== Information provided ==
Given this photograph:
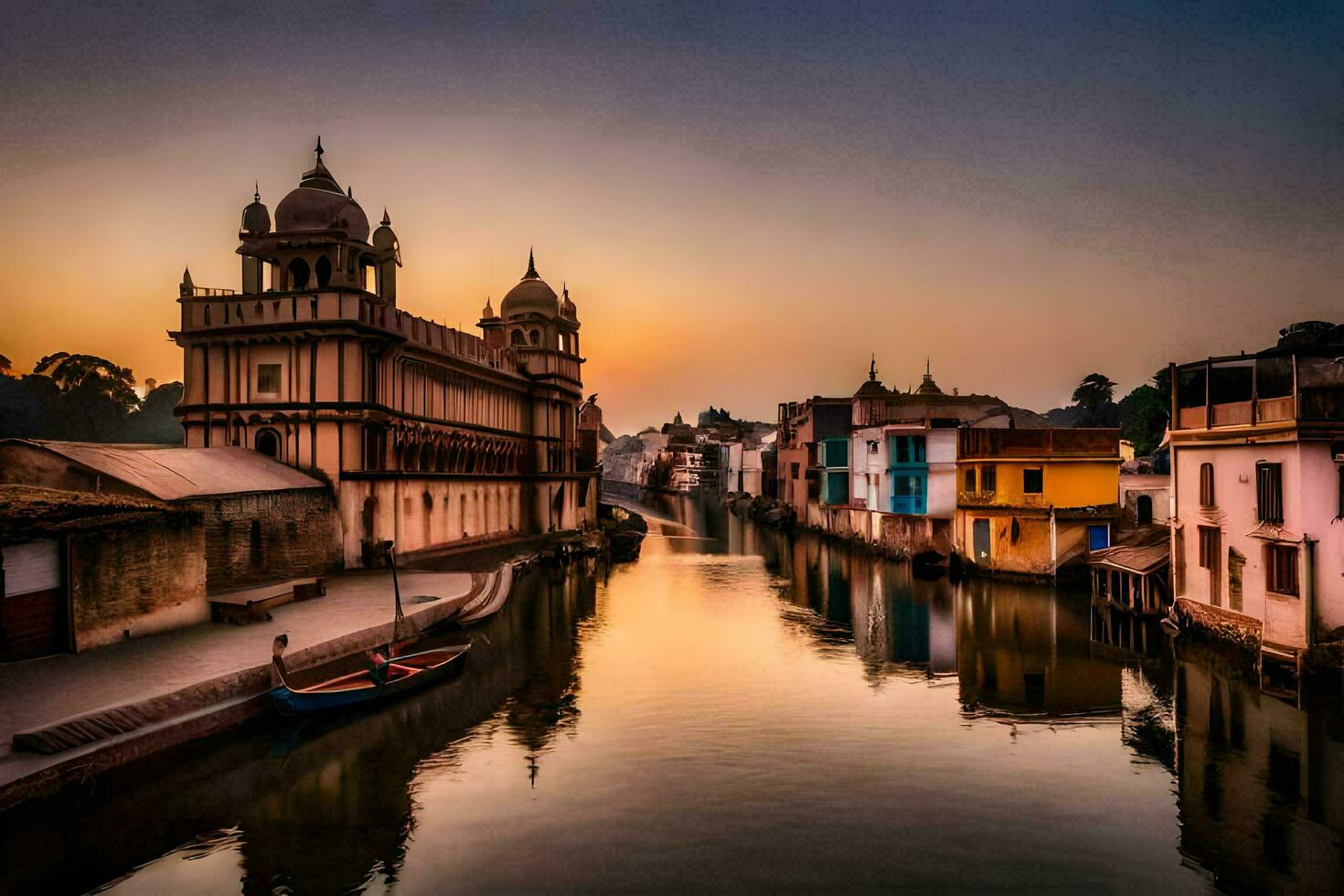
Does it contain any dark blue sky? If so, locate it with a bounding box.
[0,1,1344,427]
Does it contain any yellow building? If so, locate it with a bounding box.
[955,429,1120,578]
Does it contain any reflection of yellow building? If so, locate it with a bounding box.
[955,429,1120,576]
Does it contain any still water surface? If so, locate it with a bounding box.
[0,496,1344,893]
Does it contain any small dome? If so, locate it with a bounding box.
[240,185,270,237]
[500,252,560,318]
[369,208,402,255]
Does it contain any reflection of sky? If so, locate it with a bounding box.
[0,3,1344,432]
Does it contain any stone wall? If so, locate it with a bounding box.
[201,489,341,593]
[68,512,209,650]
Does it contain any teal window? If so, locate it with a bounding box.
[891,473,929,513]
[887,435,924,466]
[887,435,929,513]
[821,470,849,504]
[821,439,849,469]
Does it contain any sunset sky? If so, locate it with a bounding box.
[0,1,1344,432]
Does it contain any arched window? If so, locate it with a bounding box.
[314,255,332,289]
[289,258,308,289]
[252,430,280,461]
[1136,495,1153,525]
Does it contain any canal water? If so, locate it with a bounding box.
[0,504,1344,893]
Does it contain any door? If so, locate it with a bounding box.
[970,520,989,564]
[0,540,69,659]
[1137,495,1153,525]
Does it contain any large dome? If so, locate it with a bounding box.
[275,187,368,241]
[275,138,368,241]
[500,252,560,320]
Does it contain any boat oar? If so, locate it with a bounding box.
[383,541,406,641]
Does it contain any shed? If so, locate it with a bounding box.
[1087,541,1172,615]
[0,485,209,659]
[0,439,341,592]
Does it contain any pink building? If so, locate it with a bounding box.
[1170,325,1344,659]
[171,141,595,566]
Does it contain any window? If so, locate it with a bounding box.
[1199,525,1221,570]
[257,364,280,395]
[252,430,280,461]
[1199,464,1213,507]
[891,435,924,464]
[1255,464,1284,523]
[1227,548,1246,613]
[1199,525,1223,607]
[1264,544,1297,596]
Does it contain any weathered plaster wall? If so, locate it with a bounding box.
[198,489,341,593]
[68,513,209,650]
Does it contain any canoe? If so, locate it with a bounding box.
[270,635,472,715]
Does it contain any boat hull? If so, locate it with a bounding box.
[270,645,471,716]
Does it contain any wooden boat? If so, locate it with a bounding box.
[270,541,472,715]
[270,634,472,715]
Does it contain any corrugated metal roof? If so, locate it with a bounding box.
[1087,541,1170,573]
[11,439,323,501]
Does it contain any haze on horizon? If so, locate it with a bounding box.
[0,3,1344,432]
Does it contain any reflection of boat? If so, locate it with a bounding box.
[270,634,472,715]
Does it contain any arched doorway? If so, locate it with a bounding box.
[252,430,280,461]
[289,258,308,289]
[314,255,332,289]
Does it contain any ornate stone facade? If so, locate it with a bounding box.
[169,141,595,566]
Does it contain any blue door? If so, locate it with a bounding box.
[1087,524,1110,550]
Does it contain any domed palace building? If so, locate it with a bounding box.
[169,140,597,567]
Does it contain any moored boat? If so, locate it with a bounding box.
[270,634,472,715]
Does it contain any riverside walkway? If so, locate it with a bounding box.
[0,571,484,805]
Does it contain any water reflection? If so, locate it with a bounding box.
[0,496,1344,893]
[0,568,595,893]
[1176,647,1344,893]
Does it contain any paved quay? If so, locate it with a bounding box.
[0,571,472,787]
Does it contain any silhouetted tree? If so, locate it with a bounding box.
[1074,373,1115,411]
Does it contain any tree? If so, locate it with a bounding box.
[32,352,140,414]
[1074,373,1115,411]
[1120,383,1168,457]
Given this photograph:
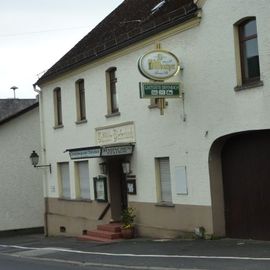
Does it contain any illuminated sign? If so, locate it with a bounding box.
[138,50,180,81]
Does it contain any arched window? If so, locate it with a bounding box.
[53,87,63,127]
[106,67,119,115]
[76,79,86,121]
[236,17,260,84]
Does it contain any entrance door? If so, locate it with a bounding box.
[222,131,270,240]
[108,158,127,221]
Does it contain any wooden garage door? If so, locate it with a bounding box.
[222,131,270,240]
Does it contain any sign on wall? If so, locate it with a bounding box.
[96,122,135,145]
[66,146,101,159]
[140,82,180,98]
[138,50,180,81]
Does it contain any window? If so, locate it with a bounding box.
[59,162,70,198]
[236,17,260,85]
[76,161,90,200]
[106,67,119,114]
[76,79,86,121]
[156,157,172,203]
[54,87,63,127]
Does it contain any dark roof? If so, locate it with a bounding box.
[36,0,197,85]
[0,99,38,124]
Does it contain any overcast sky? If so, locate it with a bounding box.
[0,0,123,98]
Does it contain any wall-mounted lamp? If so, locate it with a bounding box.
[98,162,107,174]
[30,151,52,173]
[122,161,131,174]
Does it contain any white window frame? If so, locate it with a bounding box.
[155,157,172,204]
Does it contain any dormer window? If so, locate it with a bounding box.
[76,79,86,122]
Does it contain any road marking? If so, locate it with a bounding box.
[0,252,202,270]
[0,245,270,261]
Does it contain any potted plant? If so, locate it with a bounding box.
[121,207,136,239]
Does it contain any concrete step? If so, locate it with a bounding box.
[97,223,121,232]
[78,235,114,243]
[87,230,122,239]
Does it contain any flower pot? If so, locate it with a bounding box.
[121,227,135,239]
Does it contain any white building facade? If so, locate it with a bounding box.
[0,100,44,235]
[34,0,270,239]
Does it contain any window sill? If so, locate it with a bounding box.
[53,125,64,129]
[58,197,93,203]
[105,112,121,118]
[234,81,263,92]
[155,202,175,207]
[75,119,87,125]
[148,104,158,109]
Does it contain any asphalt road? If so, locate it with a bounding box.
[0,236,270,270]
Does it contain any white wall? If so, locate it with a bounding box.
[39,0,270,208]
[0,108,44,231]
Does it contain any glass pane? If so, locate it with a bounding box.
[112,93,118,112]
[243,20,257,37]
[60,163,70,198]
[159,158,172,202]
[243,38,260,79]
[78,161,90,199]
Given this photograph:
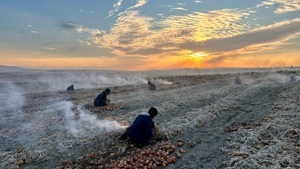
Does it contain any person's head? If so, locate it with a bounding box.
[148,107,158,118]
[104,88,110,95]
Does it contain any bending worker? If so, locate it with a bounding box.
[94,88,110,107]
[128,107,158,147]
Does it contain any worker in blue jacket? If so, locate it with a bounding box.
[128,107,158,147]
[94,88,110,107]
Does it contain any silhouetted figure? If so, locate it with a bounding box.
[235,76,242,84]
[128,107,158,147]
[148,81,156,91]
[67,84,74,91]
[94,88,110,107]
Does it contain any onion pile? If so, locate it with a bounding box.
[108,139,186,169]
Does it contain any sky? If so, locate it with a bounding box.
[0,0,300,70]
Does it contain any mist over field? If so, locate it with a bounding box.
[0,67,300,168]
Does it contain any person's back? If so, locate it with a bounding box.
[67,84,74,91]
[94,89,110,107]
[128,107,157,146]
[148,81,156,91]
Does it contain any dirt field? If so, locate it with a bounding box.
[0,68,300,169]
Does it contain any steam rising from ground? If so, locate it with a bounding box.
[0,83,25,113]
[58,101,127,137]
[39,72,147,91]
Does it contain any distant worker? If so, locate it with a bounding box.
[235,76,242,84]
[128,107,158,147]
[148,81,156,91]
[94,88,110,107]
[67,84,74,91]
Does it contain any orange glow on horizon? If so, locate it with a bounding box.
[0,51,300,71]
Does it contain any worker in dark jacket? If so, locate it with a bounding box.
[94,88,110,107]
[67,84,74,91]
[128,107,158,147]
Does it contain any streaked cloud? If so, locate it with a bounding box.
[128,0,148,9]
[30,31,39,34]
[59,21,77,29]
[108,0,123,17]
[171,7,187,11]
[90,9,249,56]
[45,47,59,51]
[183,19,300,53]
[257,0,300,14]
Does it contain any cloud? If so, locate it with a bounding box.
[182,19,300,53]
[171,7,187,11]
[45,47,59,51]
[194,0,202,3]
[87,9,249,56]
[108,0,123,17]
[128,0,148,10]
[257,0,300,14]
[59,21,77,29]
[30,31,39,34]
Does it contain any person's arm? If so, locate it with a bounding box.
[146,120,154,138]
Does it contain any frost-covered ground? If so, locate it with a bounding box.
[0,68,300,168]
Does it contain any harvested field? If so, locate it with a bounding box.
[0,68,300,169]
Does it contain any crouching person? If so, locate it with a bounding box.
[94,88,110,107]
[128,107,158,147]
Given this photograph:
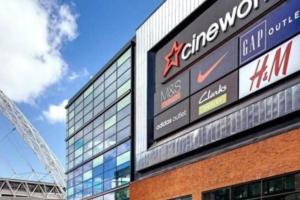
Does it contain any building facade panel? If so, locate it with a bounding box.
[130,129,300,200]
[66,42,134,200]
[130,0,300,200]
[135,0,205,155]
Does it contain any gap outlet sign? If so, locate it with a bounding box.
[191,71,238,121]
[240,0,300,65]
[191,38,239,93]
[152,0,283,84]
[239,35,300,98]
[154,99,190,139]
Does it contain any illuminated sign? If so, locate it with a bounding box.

== Short exercise ==
Reproduce, word for word, the stretch from the line containing "Does it contain any domed" through the line containing "[1120,383,1168,457]", with both of those lines included.

== Finished exercise ==
Does it contain any domed palace building? If so, locate it with a bounding box.
[169,140,597,567]
Does it contain any moored boat? If so, locate it with a bounding box.
[270,634,472,715]
Does it contain any riverside walkway? If so, locate it with a bounding box.
[0,571,484,805]
Does it contain any water reflection? If so, locate it with a bounding box.
[0,496,1344,893]
[0,568,595,893]
[1176,647,1344,893]
Does it contain any paved quay? If so, locate it with a bounding box.
[0,571,472,787]
Does it contain any silhouetted tree? If so, locate it with a bounding box.
[1074,373,1115,411]
Does it contain any tree? If so, locate it with a bounding box.
[32,352,140,414]
[1074,373,1115,411]
[1120,383,1168,457]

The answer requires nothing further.